> **Things to do**
1) In the Mother's Day blog post, what did the family have for their picnic on the floor last Sunday?
2) From the Mother's Day blog post, return everything from "Mother's day number" down to "her smile today?".
3) Translate this sentence from the Mother's Day blog post into Spanish: "When I wake up the first thing I think of isn't that I need to brush my teeth, but of Molly."

> **Passage shown**
######

Friday 23 March 2012

Happy Mothers Day.

Last Sunday was my second Mothering Sunday,
we had a pretty relaxed day, bought a chicken and had a picnic together on the floor with a french stick.
Mother's day number 2 has got me thinking about time. Since having Molly there has been a few birthdays in the family, a christmas, countless sleepless nights, a few bumps, a few more snotty noses, a lot of kisses and even more cuddles. And it's gone worryingly fast. I can't believe these photo's were taken last summer. She could only just roll then. Now she's climbing the stairs in record time and almost read to walk! She just needs a little more confidence then we're really in for the fun. Am I really going to have a toddler? Am I really a mother? Sometimes I don't feel any 'different' to before Molly was here, but underneath that things really have changed. When I wake up the first thing I think of isn't that I need to brush my teeth, but of Molly. Is she ok? Did she sleep well, what shall we do for breakfast, what would make her smile today?
My heart now has a constant ache, I worry about everything. Sometimes I cry.

######

[Object detection data]
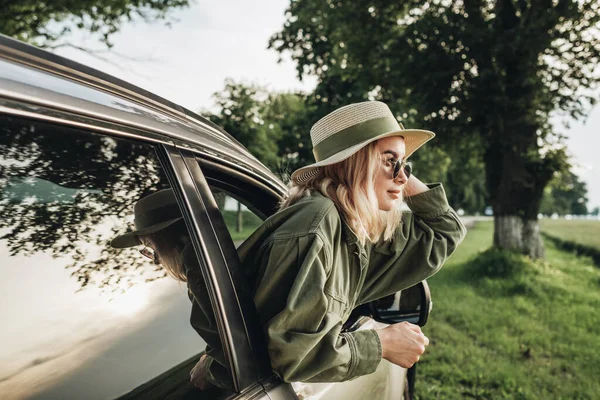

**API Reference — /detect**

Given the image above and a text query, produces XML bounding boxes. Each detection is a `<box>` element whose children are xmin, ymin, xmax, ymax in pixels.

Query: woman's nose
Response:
<box><xmin>394</xmin><ymin>168</ymin><xmax>408</xmax><ymax>185</ymax></box>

######

> **Solutions by task**
1) A chicken with a french stick.

2)
Mother's day number 2 has got me thinking about time. Since having Molly there has been a few birthdays in the family, a christmas, countless sleepless nights, a few bumps, a few more snotty noses, a lot of kisses and even more cuddles. And it's gone worryingly fast. I can't believe these photo's were taken last summer. She could only just roll then. Now she's climbing the stairs in record time and almost read to walk! She just needs a little more confidence then we're really in for the fun. Am I really going to have a toddler? Am I really a mother? Sometimes I don't feel any 'different' to before Molly was here, but underneath that things really have changed. When I wake up the first thing I think of isn't that I need to brush my teeth, but of Molly. Is she ok? Did she sleep well, what shall we do for breakfast, what would make her smile today?

3) Cuando me despierto, lo primero en lo que pienso no es en que tengo que cepillarme los dientes, sino en Molly.